# START OF PROVIDED MATERIAL
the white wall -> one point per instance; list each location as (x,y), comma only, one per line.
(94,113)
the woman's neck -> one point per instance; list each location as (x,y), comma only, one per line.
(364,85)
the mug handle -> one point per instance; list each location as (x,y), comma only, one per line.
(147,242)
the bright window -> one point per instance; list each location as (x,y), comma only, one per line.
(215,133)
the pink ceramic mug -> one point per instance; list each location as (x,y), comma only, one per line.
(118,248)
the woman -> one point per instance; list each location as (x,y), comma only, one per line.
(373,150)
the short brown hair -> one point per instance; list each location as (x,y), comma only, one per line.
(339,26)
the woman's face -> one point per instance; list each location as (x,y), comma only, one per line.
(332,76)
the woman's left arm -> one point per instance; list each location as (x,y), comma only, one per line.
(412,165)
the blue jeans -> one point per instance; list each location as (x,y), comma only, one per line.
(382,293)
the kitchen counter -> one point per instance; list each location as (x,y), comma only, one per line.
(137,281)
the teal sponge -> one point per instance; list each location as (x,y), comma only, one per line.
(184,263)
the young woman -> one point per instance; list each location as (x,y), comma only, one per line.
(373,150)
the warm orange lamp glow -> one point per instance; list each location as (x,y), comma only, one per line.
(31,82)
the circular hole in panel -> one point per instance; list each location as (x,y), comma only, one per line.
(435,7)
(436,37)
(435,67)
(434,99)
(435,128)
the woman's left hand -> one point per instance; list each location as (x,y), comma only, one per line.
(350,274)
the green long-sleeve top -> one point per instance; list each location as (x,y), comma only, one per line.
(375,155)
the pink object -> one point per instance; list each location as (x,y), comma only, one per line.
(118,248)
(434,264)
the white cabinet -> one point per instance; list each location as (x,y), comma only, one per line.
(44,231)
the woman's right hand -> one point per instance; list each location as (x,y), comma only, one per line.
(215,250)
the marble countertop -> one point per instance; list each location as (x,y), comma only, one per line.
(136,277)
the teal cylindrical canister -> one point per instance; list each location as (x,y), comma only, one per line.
# END OF PROVIDED MATERIAL
SHORT PROBLEM ->
Present every line of the data above as a numbered list, omitting any blank lines.

CORRECT RESPONSE ->
1. the white wall -> one point per instance; list each location as (x,y), comma only, one per line.
2. (94,113)
3. the woman's neck -> one point per instance; list each location as (x,y), comma only, one per line.
4. (364,85)
5. the mug handle -> one point per instance; list each location as (x,y), comma only, one per line.
6. (147,242)
7. the bright window -> one point per instance; list each location as (x,y), comma only, one per line.
8. (215,133)
9. the pink ceramic mug -> one point per instance; list each location as (x,y), comma only, one per line.
10. (118,248)
11. the woman -> one point per instance; list each location as (x,y), comma only, one per line.
12. (373,150)
13. the short brown hair -> one point per instance; list each location as (x,y), comma only, one per line.
14. (339,26)
15. the woman's face -> one point per instance; list each location as (x,y), comma only, one per line.
16. (332,76)
17. the woman's left arm -> one point per instance; list each location as (x,y), comma only, one per line.
18. (412,165)
19. the blue jeans -> one point per instance; list each location as (x,y), comma only, one per line.
20. (382,293)
21. the kitchen counter -> one point per instance; list each location as (x,y), comma only, one per line.
22. (137,281)
23. the teal sponge -> one point per instance; list each location as (x,y), comma only, one per line.
24. (184,263)
25. the young woman -> one point per instance; list each location as (x,y), comma only, one per line.
26. (373,150)
27. the warm orange lamp glow -> one point per instance; list each location as (x,y), comma only, one per line.
28. (31,82)
29. the circular hole in panel -> one point per instance; list each location as (x,y), comma only, one per line.
30. (435,7)
31. (436,37)
32. (435,67)
33. (434,99)
34. (435,128)
35. the woman's left hand -> one point per instance; list each location as (x,y), comma only, one per line.
36. (350,274)
37. the green long-sleeve top -> one point per instance; list each location as (x,y), comma only, one per line.
38. (375,155)
39. the pink object -> one point per instance; list each location as (x,y), comma only, one per line.
40. (118,248)
41. (434,264)
42. the white cabinet -> one point per instance; list each location as (x,y), comma only, one per line.
43. (44,231)
44. the woman's right hand -> one point per instance; list each location as (x,y), comma only, one per line.
45. (215,250)
46. the marble countertop -> one point per instance; list each location as (x,y), comma only, one per line.
47. (136,277)
48. the teal cylindrical canister -> one point per instance; list each location as (x,y), comma only, one per line.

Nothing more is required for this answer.